§ **Reading passage**:
SQL Server has implemented new functionality in the database engine to manage In-Memory Optimized tables in a more simplified and efficient manner. In-Memory Optimized tables do not feature locking and latching, nor any type of paging, logging, or fragmentation, all of which lead to reduced overhead and increased performance.

SQL Server has dramatically improved as a viable option for large-scale database/data warehouse applications because of these four features. Certainly other new features in SQL Server deserve a highly honorable mention as well, such as:

  • Enhanced Partitioning
  • Compression and Data Encryption
  • AlwaysOn High Availability
  • Master Data Services
  • Star join optimizations

Having said that, the four I've discussed in this article have been major to the point of being game changers. Note: Change Data Capture, Columnstore Indexes, and In-Memory Optimized tables are only available in the Enterprise edition of SQL Server.

Additional Reading: In Table 1, Item #4 references a detailed slide deck on In-Memory Optimized databases.

§ **Instructions for the task**:
Please reproduce the part of the SQL Server passage that opens with the words containing "SQL Server has implemented" and closes with "and increased performance.". The records are separate material from the SQL Server passage.

§ **Dataset excerpts**:
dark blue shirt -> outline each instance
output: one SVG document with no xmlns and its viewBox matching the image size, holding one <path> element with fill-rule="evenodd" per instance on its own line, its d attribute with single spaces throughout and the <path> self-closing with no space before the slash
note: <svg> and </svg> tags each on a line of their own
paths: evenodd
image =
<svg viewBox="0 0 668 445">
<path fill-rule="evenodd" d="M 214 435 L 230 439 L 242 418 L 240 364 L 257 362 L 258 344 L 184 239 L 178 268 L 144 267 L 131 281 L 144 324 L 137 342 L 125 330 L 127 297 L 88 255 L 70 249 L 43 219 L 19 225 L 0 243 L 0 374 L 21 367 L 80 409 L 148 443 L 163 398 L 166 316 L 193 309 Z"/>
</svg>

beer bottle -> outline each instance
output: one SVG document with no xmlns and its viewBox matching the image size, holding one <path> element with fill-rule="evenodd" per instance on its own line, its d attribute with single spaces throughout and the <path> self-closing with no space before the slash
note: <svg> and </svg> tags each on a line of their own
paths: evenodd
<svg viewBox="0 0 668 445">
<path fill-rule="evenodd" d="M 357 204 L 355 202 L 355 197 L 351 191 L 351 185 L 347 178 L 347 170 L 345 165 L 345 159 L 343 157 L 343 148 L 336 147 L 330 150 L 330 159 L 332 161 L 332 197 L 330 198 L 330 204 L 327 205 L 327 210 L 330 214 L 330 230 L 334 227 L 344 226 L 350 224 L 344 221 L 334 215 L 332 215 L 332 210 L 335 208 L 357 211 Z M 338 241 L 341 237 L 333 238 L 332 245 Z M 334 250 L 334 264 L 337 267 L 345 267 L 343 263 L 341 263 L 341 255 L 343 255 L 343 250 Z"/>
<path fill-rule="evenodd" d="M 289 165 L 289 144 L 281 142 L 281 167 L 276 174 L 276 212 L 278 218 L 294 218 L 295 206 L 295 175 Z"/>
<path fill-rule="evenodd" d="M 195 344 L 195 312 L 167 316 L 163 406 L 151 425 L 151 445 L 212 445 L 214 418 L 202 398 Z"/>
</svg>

§ **Complete response**:
SQL Server has implemented new functionality in the database engine to manage In-Memory Optimized tables in a more simplified and efficient manner. In-Memory Optimized tables do not feature locking and latching, nor any type of paging, logging, or fragmentation, all of which lead to reduced overhead and increased performance.